O fogareiro

Estórias de um motorista de táxi de Lisboa

28.4.06

António Lobo Antunes, benfiquista confesso, deu em tempos uma entrevista à revista «Visão», da qual não resisto a transcrever este pedacinho:
Ainda sonha com a guerra [colonial]?
Apesar de tudo, penso que guardávamos uma parte sã que nos permitia continuar a funcionar. Os que não conseguiam são aqueles que, agora, aparecem nas consultas. Ao mesmo tempo havia coisas extraordinárias. Quando o Benfica jogava, púnhamos os altifalantes virados para a mata e, assim, não havia ataques.
Parava a guerra?

Exercício escrito a: Edite as linhas das entradas que começam na linha com "the female student." e seguem até ao fim das entradas, trocando "retail-shelf audit" por "shelf inventory" e deixando tudo o resto igual.
O texto e as entradas não têm qualquer relação entre si.

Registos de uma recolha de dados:
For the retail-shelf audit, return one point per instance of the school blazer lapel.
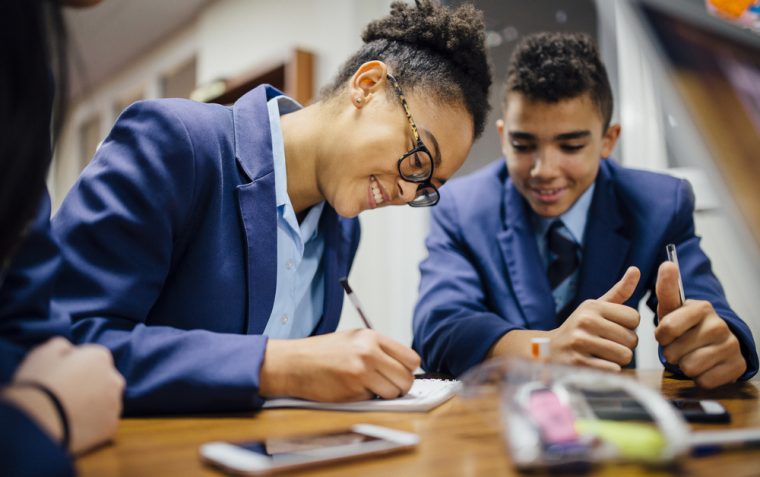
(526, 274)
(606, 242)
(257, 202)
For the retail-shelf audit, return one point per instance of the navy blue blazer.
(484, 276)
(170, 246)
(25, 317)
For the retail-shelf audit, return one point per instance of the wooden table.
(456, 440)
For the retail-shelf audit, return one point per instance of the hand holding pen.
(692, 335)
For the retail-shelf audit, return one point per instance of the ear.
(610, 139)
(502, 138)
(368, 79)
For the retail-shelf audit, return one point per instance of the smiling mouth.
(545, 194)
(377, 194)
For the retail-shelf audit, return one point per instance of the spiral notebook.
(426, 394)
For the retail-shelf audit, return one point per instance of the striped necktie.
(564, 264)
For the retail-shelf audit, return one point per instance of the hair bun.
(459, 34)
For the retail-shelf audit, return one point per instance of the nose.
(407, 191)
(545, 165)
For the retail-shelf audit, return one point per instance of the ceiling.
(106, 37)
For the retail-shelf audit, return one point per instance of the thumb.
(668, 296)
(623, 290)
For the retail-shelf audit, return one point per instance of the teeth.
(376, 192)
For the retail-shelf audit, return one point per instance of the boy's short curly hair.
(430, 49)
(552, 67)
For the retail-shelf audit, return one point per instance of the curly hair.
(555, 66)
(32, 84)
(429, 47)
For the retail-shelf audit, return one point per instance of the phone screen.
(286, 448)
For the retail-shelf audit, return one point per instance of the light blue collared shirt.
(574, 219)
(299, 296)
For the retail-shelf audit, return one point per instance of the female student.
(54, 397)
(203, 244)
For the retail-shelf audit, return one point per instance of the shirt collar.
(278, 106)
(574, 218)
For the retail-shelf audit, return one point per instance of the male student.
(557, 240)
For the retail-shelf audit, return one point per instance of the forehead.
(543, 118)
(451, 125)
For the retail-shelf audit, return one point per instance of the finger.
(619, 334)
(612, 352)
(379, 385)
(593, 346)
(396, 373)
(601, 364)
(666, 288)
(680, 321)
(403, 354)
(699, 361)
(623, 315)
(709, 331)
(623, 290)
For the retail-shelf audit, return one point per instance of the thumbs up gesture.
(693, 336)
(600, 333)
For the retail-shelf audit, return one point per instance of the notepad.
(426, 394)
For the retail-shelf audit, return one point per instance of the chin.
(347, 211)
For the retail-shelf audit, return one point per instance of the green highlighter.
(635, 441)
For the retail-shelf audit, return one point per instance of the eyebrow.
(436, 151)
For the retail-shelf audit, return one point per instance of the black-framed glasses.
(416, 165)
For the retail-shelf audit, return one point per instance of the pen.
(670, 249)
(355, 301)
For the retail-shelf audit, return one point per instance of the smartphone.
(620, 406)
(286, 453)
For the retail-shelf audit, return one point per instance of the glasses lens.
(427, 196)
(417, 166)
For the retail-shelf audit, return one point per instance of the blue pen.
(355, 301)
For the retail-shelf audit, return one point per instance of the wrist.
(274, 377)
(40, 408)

Exercício escrito b: Segundo o texto, o que faziam com os altifalantes quando o Benfica jogava?

Resultado a:
For the shelf inventory, return one point per instance of the female student.
(54, 397)
(203, 244)
For the shelf inventory, return one point per instance of the shirt collar.
(278, 106)
(574, 218)
For the shelf inventory, return one point per instance of the male student.
(557, 240)
For the shelf inventory, return one point per instance of the forehead.
(543, 118)
(451, 125)
For the shelf inventory, return one point per instance of the finger.
(619, 334)
(612, 352)
(379, 385)
(593, 346)
(396, 373)
(601, 364)
(666, 288)
(680, 321)
(403, 354)
(699, 361)
(623, 315)
(709, 331)
(623, 290)
For the shelf inventory, return one point per instance of the thumbs up gesture.
(693, 336)
(600, 333)
For the shelf inventory, return one point per instance of the notepad.
(426, 394)
For the shelf inventory, return one point per instance of the chin.
(347, 211)
For the shelf inventory, return one point per instance of the green highlighter.
(635, 441)
For the shelf inventory, return one point per instance of the eyebrow.
(436, 151)
For the shelf inventory, return one point per instance of the black-framed glasses.
(416, 165)
For the shelf inventory, return one point per instance of the pen.
(670, 249)
(355, 301)
For the shelf inventory, return one point per instance of the smartphone.
(620, 406)
(286, 453)
For the shelf inventory, return one point per instance of the glasses lens.
(427, 196)
(417, 166)
For the shelf inventory, return one point per instance of the blue pen.
(355, 301)
For the shelf inventory, return one point per instance of the wrist.
(274, 377)
(40, 408)

Resultado b: Viravam-nos para a mata, e assim não havia ataques.